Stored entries
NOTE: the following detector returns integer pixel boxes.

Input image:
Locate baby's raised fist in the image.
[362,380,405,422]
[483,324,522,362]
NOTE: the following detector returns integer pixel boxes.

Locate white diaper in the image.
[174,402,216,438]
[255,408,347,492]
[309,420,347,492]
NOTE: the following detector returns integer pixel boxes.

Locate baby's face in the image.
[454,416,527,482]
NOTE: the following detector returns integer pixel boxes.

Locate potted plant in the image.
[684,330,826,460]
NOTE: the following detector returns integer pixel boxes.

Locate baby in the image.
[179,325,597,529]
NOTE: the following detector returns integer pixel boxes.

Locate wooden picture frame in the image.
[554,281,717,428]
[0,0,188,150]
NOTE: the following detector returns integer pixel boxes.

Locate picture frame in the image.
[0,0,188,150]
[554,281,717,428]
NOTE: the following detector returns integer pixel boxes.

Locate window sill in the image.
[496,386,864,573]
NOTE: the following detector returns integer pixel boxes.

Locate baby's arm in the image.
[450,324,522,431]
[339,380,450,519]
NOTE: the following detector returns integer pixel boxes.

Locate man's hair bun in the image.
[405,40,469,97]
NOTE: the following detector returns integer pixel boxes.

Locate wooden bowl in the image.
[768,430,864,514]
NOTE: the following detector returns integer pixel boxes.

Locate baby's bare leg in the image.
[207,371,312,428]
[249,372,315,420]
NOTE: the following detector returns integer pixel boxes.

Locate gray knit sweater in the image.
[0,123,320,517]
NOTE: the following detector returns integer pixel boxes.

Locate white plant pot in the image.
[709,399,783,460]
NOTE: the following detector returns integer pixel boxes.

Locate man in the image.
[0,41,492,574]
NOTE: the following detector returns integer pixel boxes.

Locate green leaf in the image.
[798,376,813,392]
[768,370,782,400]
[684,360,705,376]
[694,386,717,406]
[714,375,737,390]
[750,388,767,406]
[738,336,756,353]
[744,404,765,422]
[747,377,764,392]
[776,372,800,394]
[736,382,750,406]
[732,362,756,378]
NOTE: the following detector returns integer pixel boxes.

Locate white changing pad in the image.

▶ _TASK DESCRIPTION_:
Switch "detector" to "localizer" in the listing from its first line through the line holding "[0,123,320,517]", inclusive, and repeat those lines with nothing else altered.

▶ _CORRECT OUTPUT_:
NOTE: the following localizer returns integer pixel boxes.

Input image:
Locate baby's raised fist in the image.
[362,380,405,422]
[483,324,522,362]
NOTE: the following localizer returns integer pixel boxes.

Locate white diaper in the image.
[174,402,216,438]
[255,408,347,492]
[309,420,347,492]
NOTE: the following localizer returns integer pixel boxes.

Locate baby's face in the image.
[454,416,527,482]
NOTE: the following localizer returns integer pixel boxes.

Locate potted plant in the image.
[684,330,826,460]
NOTE: the following localizer returns integer pixel boxes.

Locate baby in the image.
[179,325,597,529]
NOTE: the following localizer returns integer pixel boxes.

Locate wooden picture frame in the image.
[554,281,717,428]
[0,0,188,150]
NOTE: the following localizer returns integer pixel boxes.

Locate picture frame in the image.
[0,0,188,150]
[554,281,717,428]
NOTE: the following localizer returns integer pixel boxes.

Locate window sill in the image.
[496,386,864,573]
NOTE: the following localizer returns integer pixel boxes.

Locate baby's arm in the image.
[450,324,522,431]
[339,380,450,519]
NOTE: the following localizer returns integer pixel boxes.

Locate man's hair bun in the image.
[405,40,469,97]
NOTE: the following localizer returns integer pixel boxes.

Locate wooden bowl in the image.
[768,430,864,514]
NOTE: the following localizer returns integer pixel boxes.

Locate baby's bare leg in the image.
[207,371,312,428]
[249,372,315,420]
NOTE: the following localizer returns integer pixel boxes.

Locate gray knit sweater in the image.
[0,123,320,517]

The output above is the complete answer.